- [Passage given]:
Given the wide and varied nature of security threats outlined above, the implementation of strong security measures is a foregone requirement. Nonetheless, even with strong measures in place, organisations…must anticipate casualties, loss or damage to equipment and infrastructure and make allowances accordingly.

Armed close protection support, convoy protection, effective static guard forces, constant threat analysis and rigorous ongoing security risk assessment methodologies, sufficient physical security and protective equipment and vehicles are all essential requirements. Additionally, a flexible yet detailed crisis management plan should be in place and fully tested/rehearsed prior to deployment, and suitable evacuation plans and measures should be available for each phase of the project.

Oh no, that’s their assessment of the post-invasion oil-world situation. Anyway, they’re clearly well qualified to make us all feel at home at Conference.

Someone called Mike Cunningham, assistant chief constable of Lancashire Constabulary (who face the unenviable task of policing the whole thing) evidently knows what’s best for us all:

Lancashire Constabulary wishes to assure delegates that all the security measures being used have been carefully considered and agreed as the most appropriate to protect your conference

Classic use of the passive tense to obfuscate. It doesnt feel as if anyone asked the conference delegates, or as if the process was co-created.

- [Dataset]:
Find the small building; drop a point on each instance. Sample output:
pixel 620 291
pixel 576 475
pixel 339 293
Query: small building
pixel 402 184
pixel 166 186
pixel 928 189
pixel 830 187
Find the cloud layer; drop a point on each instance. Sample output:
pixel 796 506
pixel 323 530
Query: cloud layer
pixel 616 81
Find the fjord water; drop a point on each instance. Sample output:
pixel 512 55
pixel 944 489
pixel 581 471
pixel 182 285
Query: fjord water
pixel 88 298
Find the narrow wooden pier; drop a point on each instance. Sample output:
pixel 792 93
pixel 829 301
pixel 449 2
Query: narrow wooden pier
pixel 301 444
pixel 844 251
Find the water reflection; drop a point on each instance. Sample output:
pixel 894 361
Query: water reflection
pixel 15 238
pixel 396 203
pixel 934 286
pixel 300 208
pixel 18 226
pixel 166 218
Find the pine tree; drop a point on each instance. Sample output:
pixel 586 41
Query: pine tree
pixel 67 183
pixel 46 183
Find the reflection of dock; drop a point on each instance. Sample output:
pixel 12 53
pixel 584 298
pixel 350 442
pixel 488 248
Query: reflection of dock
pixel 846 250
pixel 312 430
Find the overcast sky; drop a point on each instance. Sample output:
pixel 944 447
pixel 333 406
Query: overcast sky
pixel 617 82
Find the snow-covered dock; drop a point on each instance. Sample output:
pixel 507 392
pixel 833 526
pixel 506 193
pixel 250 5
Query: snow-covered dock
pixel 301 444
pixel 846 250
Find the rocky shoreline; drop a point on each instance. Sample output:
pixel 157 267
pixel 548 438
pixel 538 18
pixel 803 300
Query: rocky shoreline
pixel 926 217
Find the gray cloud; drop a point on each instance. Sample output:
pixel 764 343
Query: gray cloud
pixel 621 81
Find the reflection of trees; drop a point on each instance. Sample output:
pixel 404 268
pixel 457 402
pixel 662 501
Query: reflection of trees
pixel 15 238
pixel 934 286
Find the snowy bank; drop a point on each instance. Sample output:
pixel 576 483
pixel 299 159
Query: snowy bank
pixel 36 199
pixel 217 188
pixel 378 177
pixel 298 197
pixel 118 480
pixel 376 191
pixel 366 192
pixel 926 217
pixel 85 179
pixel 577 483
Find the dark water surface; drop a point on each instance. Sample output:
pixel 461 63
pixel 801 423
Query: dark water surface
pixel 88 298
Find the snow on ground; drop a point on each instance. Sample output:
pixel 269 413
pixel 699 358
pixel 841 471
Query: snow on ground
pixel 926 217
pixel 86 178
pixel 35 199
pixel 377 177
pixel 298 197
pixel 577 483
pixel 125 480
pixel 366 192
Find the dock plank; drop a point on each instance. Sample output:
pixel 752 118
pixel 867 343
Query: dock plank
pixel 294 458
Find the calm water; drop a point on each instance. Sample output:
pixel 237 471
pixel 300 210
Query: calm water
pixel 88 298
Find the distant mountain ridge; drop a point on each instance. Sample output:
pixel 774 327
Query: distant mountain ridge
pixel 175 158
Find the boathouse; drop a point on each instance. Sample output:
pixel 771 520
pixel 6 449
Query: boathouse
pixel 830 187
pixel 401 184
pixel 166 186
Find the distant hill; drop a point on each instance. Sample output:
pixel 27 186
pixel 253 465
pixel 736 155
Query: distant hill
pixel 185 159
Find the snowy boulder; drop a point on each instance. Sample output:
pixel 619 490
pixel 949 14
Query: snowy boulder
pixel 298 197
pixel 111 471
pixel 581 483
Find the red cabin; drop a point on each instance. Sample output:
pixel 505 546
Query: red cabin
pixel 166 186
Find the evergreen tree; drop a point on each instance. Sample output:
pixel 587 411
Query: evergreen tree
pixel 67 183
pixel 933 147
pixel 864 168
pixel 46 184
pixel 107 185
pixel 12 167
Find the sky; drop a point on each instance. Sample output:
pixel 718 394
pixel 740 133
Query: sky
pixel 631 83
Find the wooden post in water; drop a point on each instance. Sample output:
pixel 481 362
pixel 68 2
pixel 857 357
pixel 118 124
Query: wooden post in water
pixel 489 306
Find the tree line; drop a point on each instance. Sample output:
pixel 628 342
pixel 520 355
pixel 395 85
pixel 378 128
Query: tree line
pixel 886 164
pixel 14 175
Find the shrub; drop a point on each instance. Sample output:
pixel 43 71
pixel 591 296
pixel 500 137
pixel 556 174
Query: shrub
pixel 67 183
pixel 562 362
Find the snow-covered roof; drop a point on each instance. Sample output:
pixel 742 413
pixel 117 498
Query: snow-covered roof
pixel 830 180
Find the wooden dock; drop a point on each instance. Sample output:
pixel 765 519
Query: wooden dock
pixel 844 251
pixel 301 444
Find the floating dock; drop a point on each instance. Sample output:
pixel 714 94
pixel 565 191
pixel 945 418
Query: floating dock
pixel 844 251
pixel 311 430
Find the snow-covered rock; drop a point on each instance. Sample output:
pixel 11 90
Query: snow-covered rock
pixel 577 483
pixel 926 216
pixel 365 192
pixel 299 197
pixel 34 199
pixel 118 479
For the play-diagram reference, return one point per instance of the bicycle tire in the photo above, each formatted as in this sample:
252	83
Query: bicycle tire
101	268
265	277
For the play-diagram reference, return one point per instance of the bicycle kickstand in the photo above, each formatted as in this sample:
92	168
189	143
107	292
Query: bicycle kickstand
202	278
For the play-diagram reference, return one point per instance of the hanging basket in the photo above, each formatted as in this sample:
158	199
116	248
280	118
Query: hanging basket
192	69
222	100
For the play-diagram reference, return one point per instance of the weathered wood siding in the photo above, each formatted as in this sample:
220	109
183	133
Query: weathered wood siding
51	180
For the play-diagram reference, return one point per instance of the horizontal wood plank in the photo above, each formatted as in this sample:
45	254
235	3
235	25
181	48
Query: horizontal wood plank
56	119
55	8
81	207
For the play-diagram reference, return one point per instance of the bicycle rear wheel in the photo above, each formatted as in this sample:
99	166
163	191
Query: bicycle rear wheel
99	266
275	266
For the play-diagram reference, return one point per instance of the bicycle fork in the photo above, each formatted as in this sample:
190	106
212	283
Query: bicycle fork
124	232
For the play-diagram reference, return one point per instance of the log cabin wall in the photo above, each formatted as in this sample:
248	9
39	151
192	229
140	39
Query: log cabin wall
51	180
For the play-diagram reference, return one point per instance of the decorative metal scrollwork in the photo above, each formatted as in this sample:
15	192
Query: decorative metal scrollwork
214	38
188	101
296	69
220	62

- [Work to complete]:
a: In the passage about conference security, what are the answers to these questions?
(i) What role does Mike Cunningham hold?
(ii) What should be fully tested or rehearsed before deployment?
(iii) What does the writer call a classic way to obfuscate?
b: Can you turn the paragraph beginning "Armed close protection support" in the passage about conference security into a list, keeping its main facts?
c: Would you carry on the passage about conference security from the point where it stops?

- [Final answers]:
a:
(i) He is assistant chief constable of Lancashire Constabulary.
(ii) A flexible yet detailed crisis management plan.
(iii) Use of the passive tense.

b:
Essential requirements:
- Armed close protection support
- Convoy protection
- Effective static guard forces
- Constant threat analysis
- Rigorous ongoing security risk assessment methodologies
- Sufficient physical security, protective equipment and vehicles
- A flexible yet detailed crisis management plan, fully tested or rehearsed before deployment
- Suitable evacuation plans and measures for each phase of the project

c:
I should add that the delegates themselves, MPs, organisers, councillors are as normal and human as you could like. They’re just wrapped in this weird BAA/Halliburton-like shell of people who seem to think you make the world a better place by treating everyone like a potential murderous fanatic.

3 Responses to “Providing a safe and secure environment for your conference”

 
Ian Brown wrote on September 30th, 2007 9:21 pm :

You were lucky – last year I almost missed speaking at the Labour party conference after finding a 3+ hour queue for passes at the event. Fortunately someone from the British Library was at the front of the line and able to collect mine for me!

Ideal Gov administrator wrote on October 4th, 2007 2:25 pm :

Postscript: happily the security in Blackpool was courteous, good humoured and not too intrusive. The elderly G4S people didn’t seem to be into any of that hooding, dog-attack and waterboarding stuff. They grumbled a bit about how their colleagues in Iraq were paid way more than they were, only to add “On second thoughts, I wouldn’t be out there at any price…”

ontwikkeling wrote on December 9th, 2007 5:30 pm :

Any other official resources about G45 except wiki ?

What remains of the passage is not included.